DATA ROWS:
------------------------------------------------------------

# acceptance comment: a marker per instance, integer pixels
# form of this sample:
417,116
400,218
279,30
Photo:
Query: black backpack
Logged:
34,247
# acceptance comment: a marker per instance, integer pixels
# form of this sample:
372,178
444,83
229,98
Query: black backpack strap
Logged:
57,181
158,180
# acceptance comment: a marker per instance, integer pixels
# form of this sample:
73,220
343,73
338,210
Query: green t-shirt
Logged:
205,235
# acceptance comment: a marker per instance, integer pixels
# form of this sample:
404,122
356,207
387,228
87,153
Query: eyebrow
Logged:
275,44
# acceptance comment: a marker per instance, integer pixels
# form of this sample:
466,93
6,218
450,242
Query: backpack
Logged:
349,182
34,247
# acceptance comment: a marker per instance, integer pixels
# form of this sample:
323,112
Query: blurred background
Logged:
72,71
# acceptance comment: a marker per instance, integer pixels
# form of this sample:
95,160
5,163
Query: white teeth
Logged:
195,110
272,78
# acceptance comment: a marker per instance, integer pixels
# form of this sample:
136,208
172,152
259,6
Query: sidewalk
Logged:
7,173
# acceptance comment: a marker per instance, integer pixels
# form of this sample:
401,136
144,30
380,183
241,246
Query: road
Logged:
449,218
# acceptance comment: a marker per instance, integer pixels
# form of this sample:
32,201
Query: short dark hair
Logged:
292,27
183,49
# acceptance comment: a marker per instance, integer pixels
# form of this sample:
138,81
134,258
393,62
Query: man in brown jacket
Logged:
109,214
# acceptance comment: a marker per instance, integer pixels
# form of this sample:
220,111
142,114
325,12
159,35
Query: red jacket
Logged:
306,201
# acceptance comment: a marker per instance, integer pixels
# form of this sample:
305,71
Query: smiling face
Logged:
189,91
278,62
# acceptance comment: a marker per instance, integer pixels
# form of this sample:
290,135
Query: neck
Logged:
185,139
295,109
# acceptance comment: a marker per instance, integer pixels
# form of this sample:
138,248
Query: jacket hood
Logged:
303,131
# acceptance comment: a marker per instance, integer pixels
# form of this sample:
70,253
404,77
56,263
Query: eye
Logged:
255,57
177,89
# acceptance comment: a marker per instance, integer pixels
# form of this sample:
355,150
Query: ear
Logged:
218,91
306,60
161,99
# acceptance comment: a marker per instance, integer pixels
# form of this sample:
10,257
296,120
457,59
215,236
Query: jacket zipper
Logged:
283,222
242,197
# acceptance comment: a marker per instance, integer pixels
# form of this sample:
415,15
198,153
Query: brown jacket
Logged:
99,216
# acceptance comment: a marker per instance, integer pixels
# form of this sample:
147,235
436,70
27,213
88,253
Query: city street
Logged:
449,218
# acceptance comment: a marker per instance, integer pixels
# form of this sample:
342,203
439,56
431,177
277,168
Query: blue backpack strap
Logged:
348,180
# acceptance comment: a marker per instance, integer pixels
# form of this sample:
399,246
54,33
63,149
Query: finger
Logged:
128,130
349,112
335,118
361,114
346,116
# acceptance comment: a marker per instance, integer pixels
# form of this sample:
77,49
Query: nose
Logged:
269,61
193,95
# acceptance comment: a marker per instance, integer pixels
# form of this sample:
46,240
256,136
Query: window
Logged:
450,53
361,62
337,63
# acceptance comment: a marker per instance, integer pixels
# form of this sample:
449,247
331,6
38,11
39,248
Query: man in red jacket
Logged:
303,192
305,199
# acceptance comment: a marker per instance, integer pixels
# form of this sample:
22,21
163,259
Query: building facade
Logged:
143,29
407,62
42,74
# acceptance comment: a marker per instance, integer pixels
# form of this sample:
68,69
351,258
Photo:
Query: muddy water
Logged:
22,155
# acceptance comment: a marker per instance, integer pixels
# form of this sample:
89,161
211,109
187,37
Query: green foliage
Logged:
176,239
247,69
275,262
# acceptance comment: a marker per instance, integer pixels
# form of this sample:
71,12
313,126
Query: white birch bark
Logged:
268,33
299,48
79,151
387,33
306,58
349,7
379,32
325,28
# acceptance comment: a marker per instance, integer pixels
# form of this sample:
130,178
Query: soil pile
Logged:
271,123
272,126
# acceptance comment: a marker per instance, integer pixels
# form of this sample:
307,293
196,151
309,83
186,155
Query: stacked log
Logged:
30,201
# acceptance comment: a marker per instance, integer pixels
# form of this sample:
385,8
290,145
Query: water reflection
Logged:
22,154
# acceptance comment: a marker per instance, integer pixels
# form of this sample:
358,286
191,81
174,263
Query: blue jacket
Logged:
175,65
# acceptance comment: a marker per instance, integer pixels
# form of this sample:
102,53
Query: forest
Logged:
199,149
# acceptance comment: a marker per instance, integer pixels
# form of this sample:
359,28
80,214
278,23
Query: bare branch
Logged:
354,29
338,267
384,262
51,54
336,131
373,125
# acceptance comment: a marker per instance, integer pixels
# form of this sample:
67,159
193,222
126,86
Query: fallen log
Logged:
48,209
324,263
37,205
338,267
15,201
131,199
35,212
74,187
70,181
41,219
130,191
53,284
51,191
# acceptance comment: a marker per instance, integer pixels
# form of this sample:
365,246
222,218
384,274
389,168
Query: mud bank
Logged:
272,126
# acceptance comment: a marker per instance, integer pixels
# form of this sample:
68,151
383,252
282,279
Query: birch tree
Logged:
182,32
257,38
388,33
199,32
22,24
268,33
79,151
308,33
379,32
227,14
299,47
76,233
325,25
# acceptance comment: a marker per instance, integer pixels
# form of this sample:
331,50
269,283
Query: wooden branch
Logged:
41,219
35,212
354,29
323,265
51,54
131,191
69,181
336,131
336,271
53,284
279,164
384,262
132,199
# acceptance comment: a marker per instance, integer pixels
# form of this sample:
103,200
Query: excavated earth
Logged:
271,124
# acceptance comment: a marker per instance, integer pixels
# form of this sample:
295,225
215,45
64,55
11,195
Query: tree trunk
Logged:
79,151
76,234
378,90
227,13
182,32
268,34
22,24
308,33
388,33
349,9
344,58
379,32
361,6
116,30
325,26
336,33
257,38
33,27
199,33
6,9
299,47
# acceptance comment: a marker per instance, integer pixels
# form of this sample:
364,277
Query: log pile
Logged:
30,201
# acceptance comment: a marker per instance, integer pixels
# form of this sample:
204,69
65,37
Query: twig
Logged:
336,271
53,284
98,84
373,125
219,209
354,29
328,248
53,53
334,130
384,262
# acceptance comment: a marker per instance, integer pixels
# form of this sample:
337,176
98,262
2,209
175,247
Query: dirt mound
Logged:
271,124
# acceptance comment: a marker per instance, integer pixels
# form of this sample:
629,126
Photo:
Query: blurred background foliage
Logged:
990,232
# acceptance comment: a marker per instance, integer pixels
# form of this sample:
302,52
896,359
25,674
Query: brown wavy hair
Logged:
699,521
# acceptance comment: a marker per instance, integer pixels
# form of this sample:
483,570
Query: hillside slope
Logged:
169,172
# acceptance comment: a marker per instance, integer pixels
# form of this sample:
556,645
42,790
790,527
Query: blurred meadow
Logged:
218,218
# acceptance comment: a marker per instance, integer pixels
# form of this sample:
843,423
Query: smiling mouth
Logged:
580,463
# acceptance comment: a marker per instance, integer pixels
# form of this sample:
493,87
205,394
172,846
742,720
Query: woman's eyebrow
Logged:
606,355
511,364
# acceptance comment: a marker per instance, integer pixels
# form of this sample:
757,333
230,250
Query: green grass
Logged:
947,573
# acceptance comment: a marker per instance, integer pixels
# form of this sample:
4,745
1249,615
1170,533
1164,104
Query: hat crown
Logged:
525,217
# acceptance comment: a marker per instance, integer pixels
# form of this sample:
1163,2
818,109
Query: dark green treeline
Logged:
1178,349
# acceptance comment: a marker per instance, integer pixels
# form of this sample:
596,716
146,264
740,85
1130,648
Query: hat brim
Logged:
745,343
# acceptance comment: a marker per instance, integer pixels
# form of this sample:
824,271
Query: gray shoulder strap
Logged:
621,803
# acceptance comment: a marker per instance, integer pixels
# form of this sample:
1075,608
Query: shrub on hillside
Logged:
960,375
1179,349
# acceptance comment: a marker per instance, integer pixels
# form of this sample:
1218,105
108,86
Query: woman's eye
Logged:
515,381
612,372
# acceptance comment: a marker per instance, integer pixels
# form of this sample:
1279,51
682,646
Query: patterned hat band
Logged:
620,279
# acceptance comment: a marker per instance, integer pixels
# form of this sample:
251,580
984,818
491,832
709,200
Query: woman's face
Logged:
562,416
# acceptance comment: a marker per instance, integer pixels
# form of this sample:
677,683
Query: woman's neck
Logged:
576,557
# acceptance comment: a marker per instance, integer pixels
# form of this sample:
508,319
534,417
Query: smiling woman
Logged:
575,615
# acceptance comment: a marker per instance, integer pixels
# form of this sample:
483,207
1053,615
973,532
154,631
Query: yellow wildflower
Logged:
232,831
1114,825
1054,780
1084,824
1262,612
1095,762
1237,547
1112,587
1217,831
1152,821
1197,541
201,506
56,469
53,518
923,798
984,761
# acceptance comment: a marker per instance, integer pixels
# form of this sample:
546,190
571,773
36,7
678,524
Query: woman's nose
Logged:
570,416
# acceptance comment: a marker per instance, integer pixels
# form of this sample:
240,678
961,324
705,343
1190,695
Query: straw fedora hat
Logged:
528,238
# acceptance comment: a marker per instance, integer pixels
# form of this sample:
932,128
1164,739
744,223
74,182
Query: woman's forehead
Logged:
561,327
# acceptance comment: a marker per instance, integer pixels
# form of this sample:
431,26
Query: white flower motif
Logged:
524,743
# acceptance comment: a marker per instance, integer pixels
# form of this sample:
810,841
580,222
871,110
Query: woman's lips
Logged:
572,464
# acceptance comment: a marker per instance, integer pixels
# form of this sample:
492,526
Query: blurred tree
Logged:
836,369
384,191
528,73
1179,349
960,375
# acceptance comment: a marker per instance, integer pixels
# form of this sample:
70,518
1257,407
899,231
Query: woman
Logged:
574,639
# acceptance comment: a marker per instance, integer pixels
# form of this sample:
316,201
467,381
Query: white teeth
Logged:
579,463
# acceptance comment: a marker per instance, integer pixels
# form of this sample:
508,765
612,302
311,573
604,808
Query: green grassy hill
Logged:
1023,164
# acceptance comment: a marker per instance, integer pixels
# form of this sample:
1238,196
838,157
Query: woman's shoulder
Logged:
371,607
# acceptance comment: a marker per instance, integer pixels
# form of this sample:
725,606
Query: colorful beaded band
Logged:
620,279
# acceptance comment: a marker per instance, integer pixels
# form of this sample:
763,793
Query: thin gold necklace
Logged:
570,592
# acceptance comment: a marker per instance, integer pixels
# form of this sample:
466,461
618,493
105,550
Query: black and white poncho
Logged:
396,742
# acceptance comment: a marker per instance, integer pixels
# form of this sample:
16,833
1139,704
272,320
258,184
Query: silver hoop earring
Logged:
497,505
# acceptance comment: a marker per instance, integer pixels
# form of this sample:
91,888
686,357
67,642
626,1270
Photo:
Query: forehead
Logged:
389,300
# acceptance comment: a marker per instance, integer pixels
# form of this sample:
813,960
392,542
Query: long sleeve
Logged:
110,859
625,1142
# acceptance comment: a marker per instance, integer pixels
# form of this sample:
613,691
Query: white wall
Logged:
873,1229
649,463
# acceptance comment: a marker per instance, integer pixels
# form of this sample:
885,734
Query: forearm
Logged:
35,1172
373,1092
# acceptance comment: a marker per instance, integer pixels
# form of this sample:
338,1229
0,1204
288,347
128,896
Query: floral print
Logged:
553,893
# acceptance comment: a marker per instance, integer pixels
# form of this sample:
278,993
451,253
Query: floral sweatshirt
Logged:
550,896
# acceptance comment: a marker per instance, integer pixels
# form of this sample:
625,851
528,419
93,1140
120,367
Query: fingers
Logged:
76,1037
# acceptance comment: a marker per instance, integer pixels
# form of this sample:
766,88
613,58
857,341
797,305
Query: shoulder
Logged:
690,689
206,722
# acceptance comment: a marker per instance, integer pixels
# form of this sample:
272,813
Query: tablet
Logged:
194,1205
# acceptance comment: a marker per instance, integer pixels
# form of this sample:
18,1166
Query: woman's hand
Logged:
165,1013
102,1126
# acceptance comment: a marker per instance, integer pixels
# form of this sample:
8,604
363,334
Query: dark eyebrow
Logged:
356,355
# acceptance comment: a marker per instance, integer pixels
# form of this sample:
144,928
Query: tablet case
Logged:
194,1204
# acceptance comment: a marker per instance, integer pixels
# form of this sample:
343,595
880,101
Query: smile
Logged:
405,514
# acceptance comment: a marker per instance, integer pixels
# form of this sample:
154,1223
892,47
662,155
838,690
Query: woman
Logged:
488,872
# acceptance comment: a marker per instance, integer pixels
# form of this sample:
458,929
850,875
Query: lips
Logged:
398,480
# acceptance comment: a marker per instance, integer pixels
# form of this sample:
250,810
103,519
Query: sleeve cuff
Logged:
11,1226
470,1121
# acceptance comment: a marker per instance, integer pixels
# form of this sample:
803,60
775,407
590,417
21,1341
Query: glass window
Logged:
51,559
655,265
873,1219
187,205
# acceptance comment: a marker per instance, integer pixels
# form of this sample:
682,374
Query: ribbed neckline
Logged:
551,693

------------------------------------------------------------

Which lines in the entries above contain the string "woman"? Pull out each of those lines. Capitalization must match.

Query: woman's eyebrow
Query: woman's eye
Query: woman's face
Query: woman's neck
Query: smiling woman
Query: woman's nose
Query: woman's forehead
Query: woman's lips
Query: woman
Query: woman's shoulder
Query: woman's hand
Query: woman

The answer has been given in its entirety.